Material for this task

[Start of section]

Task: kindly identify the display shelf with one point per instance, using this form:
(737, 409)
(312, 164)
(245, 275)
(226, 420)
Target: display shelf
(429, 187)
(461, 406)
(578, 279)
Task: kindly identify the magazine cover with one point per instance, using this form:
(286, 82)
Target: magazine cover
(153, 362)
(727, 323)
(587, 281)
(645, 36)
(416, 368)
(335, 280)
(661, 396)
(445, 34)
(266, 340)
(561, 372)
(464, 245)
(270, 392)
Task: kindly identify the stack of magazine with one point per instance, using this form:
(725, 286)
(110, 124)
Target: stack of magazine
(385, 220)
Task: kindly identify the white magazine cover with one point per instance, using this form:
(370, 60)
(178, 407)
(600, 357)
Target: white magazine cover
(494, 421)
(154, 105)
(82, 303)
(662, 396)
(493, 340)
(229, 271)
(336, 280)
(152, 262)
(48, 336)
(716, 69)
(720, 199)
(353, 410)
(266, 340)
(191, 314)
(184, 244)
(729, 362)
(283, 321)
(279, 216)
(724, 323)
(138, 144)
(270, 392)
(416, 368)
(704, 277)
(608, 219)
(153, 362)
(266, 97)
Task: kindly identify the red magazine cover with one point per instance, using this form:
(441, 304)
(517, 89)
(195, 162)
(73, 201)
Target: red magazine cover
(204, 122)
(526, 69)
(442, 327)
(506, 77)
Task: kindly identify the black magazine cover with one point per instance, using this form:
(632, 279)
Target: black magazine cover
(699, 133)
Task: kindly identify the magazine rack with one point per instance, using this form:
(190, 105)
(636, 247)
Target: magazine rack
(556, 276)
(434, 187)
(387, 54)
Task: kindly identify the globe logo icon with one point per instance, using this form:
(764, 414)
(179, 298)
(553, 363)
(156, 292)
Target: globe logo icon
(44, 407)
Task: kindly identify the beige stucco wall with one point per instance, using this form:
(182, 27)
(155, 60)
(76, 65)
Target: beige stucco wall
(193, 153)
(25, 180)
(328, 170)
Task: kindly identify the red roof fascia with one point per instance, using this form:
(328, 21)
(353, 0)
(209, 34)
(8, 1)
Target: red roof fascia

[End of section]

Print out all of the records above, word for word.

Finished task
Task: kindly identify the display shelf with one point per instance, using this form:
(737, 409)
(312, 164)
(245, 275)
(226, 420)
Target: display shelf
(429, 187)
(461, 406)
(578, 279)
Task: kindly identify the magazine cover with one point per instance, using this form:
(286, 82)
Target: magazine cover
(153, 362)
(727, 323)
(587, 281)
(645, 36)
(416, 368)
(335, 280)
(661, 396)
(445, 34)
(266, 340)
(561, 372)
(464, 245)
(270, 392)
Task: kindly identify the stack of magazine with one point per instance, using this form:
(725, 286)
(110, 124)
Target: stack of magazine
(385, 220)
Task: kindly identify the white magazine cover with one point per instance, using this form:
(370, 60)
(178, 407)
(600, 357)
Target: white magazine cover
(494, 421)
(154, 105)
(82, 303)
(662, 396)
(493, 340)
(229, 271)
(336, 280)
(152, 262)
(48, 336)
(716, 69)
(720, 199)
(353, 410)
(266, 340)
(191, 314)
(184, 244)
(729, 362)
(283, 321)
(279, 216)
(724, 323)
(138, 144)
(270, 392)
(416, 368)
(704, 277)
(608, 219)
(153, 362)
(266, 97)
Task: kindly identify the red magazine cover with one point per instance, using this form:
(441, 304)
(517, 89)
(195, 162)
(73, 201)
Target: red magazine cover
(204, 122)
(526, 69)
(442, 327)
(506, 77)
Task: kindly identify the black magazine cover with one point per instance, using this form:
(632, 279)
Target: black magazine cover
(699, 133)
Task: kindly identify the magazine rack with one point per instance, using this form:
(190, 105)
(636, 247)
Target: magazine rack
(556, 276)
(434, 187)
(387, 54)
Task: kindly identify the globe logo icon with one point per instance, using this form:
(764, 414)
(179, 298)
(553, 363)
(156, 292)
Target: globe logo icon
(44, 407)
Task: kindly identify the beige stucco wall with one point per instance, using this form:
(182, 27)
(155, 60)
(76, 65)
Target: beige stucco wall
(193, 153)
(25, 180)
(328, 170)
Task: kindly identify the red roof fascia with one point per instance, using this form:
(328, 21)
(353, 0)
(209, 34)
(8, 1)
Target: red roof fascia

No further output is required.